Count the lines in the following listing that contain the word "below". Reply with the number alone.

═══ Source data

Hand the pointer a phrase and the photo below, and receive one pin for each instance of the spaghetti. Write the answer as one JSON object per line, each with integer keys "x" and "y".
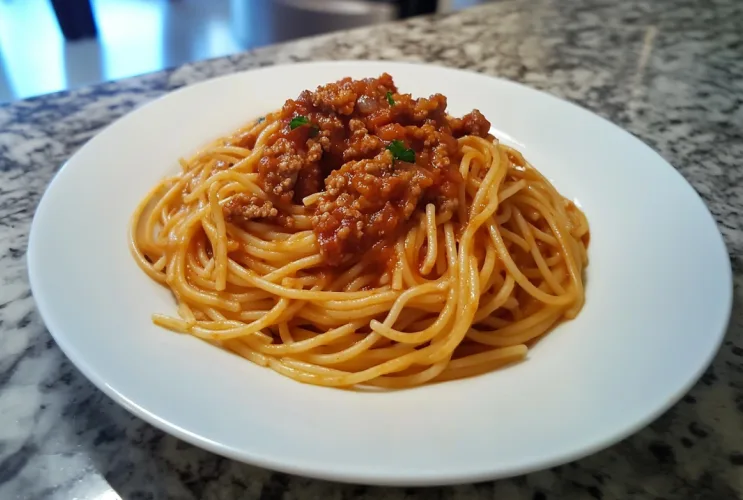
{"x": 360, "y": 237}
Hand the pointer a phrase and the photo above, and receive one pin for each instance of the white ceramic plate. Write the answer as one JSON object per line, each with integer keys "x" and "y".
{"x": 659, "y": 293}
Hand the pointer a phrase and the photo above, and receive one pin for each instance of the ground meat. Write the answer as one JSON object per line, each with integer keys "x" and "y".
{"x": 473, "y": 123}
{"x": 340, "y": 141}
{"x": 243, "y": 207}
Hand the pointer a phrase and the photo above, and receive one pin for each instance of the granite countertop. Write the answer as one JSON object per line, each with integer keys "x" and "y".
{"x": 671, "y": 72}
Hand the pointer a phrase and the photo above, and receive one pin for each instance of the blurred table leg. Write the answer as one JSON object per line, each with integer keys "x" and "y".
{"x": 75, "y": 18}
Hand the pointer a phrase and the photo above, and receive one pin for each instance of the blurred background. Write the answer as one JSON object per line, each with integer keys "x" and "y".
{"x": 52, "y": 45}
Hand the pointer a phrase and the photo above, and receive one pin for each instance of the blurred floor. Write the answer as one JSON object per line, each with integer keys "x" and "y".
{"x": 135, "y": 37}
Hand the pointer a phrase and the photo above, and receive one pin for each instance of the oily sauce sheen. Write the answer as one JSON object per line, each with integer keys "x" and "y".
{"x": 374, "y": 155}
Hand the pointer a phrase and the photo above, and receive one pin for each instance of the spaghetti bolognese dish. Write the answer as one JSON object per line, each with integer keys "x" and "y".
{"x": 361, "y": 237}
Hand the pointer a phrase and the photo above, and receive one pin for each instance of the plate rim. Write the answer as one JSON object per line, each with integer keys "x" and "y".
{"x": 319, "y": 472}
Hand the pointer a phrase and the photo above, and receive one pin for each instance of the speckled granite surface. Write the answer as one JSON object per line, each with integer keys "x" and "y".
{"x": 671, "y": 72}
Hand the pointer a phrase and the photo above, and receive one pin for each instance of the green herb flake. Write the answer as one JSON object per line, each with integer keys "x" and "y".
{"x": 298, "y": 121}
{"x": 400, "y": 152}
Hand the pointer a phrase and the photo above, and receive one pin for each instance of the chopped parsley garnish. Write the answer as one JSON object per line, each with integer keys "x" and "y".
{"x": 400, "y": 152}
{"x": 298, "y": 121}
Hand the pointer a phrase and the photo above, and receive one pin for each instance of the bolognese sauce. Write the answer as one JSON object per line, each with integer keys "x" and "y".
{"x": 374, "y": 155}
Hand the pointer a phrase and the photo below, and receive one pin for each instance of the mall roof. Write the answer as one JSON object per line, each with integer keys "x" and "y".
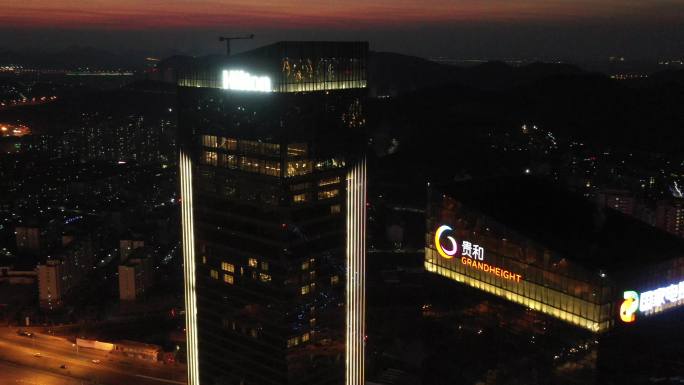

══════

Correct output →
2